# [TE DOEN]
1. Stemmen deze uitspraken overeen met het artikel over de Alpenmasters 2023? (a) De Tuareg 660 heeft een rijklaar gewicht van 207 kilo. (b) Beide motoren gaan door naar de finale. (c) De Stelvio ligt op de grens van Oostenrijk en Italië. Antwoord per uitspraak met ja of nee en citeer de beslissende woorden letterlijk.
2. Schrijf uit het artikel over de Alpenmasters 2023 woord voor woord het stuk over van "Wat is de oplossing" tot en met "naar de finale.".

+ Plus

Alpenmasters 2023 (2) – Mid Adventures Europa

Wat is de oplossing voor slechte wegen? Lange veerwegen! En dat is wat zowel de Aprilia Tuareg 660 als de KTM 890 Adventure R in royale mate hebben. Aangezien bij beide ook de zitpositie klopt voor bergwegen, hebben ze goede papieren voor een topklassering, of zelfs de zege in de Alpenmasters 2023. Of dat er in de praktijk ook uit komt, moet blijken in een duel op en rond de Stelvio. Slechts één van de twee gaat door naar de finale.

Krap, krapper, Stelvio. Er zijn maar weinig Alpenpassen waar de weg zich in zulke krappe en steile haarspeldbochten omhoog slingert als op deze pas op de grens van Zwitserland en Italië. Een goed blikveld vanuit het zadel en een zeker aanvoelende balans in de motor bepalen of het rijplezier met elke hoogtemeter toeneemt of juist via de steile afgronden spreekwoordelijk keldert. Wat helpt om het overzicht te behouden, is een hoog stuur – zoals deze Aprilia en KTM dat hebben. Beide motoren mikken met hun tweecilinderblokken, grof geprofileerde banden, lange veerwegen en relatief lage rijklare gewichten van 207 kilo (Tuareg 660) en 214 kilo (890 Adventure R) op het avontuurlijk ingestelde motorvolk. Vandaag een rit naar Valkenburg, morgen de Stelvio en overmorgen de woestijn in. Met deze twee motoren wil je alles kunnen doen. Het risico van zo’n universele inzetbaarheid is natuurlijk dat je een motor krijgt die alles wel kan, maar niks echt goed.

# [BRONFRAGMENT]
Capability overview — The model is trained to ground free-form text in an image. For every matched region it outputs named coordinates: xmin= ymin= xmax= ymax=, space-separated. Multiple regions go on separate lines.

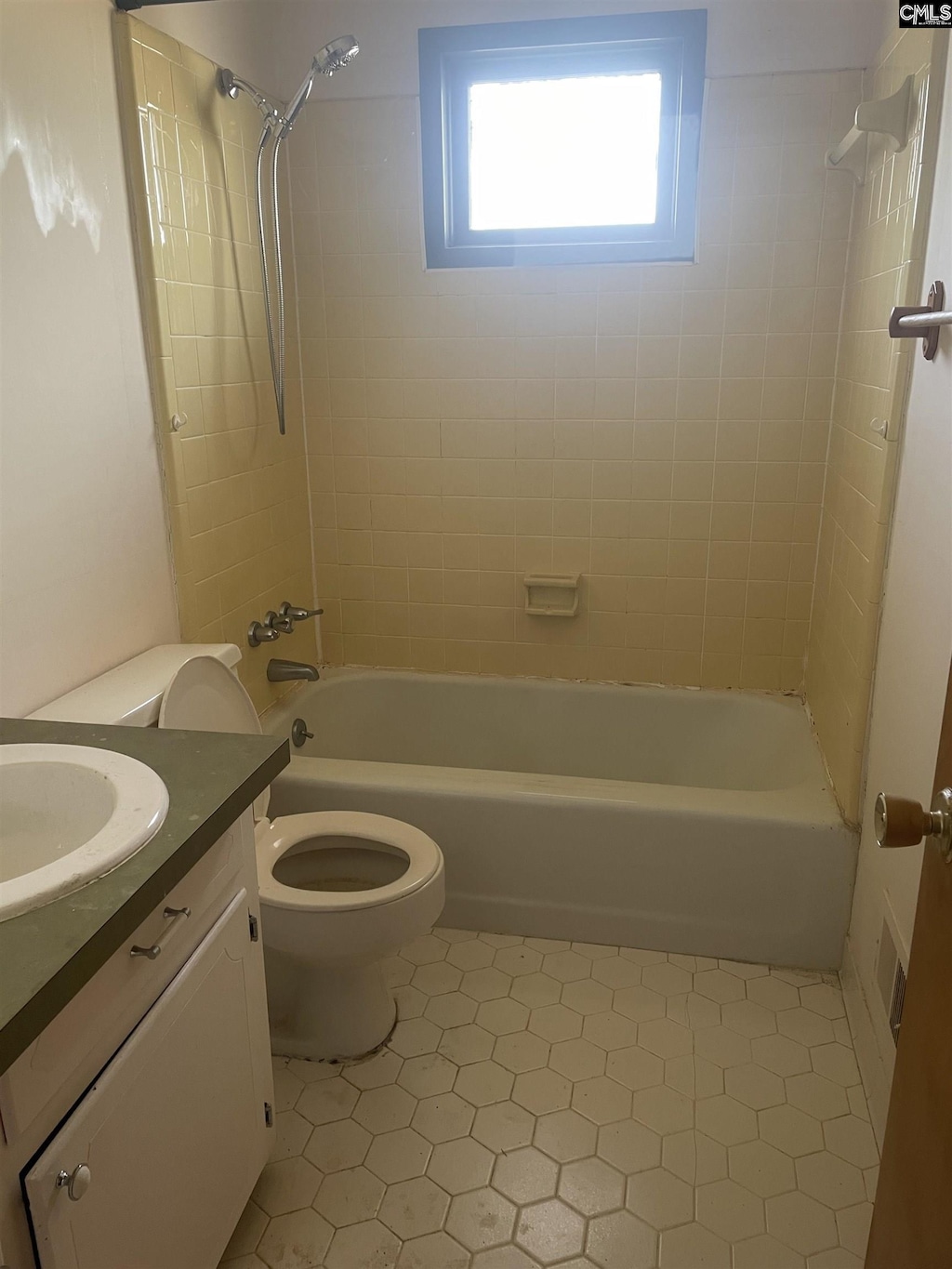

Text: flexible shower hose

# [UITGEWERKTE ANTWOORDEN]
1.
(a) Ja: "relatief lage rijklare gewichten van 207 kilo (Tuareg 660)".
(b) Nee: "Slechts één van de twee gaat door naar de finale."
(c) Nee: "op de grens van Zwitserland en Italië".

2.
Wat is de oplossing voor slechte wegen? Lange veerwegen! En dat is wat zowel de Aprilia Tuareg 660 als de KTM 890 Adventure R in royale mate hebben. Aangezien bij beide ook de zitpositie klopt voor bergwegen, hebben ze goede papieren voor een topklassering, of zelfs de zege in de Alpenmasters 2023. Of dat er in de praktijk ook uit komt, moet blijken in een duel op en rond de Stelvio. Slechts één van de twee gaat door naar de finale.